* Task description
Which lines below include the string "pixel"? Please show each one.

[[ Dataset open ]]

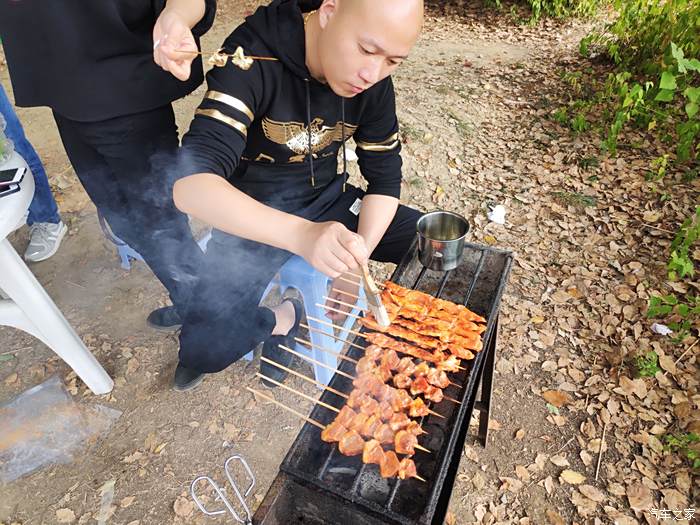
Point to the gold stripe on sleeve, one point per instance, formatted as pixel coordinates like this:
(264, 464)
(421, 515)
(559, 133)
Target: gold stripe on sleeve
(386, 145)
(233, 102)
(218, 115)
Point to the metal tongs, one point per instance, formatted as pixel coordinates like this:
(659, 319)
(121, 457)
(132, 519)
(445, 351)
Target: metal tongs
(374, 299)
(221, 493)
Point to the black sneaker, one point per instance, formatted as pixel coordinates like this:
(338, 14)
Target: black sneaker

[[ Dataset closed ]]

* Answer box
Point to the gold stripe on sleeve, one point per instance, formatted as pixel coordinates like this:
Point to the metal tongs, one point per instance, formatted as pixel coordinates like this:
Point to the black sneaker, one point per instance, formatted as pixel coordinates like this:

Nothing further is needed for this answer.